PROBLEM REQUIREMENTS: Look through the records, and whenever a line includes the word "feeds", copy it.

(Point localization data)
>>>>>
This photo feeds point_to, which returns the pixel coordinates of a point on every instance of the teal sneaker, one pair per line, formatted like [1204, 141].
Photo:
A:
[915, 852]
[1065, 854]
<<<<<
>>>>>
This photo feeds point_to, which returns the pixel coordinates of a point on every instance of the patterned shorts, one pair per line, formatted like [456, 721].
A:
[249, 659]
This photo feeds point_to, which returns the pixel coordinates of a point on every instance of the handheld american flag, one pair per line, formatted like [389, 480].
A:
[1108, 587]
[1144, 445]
<<<<<
PROBLEM SOLUTION:
This photo feeds point_to, which returns the pixel coordinates of a point on every instance of the teal sneaker, one pair per line, formatted like [1204, 141].
This photo feeds point_to, which returns the pixel coordinates of a point on every instance of the patterned shorts, one pair per line, formatted like [456, 721].
This photo feeds point_to, which returns the pixel coordinates of a point on every instance of the handheld american flag, one pair per line, formatted like [389, 480].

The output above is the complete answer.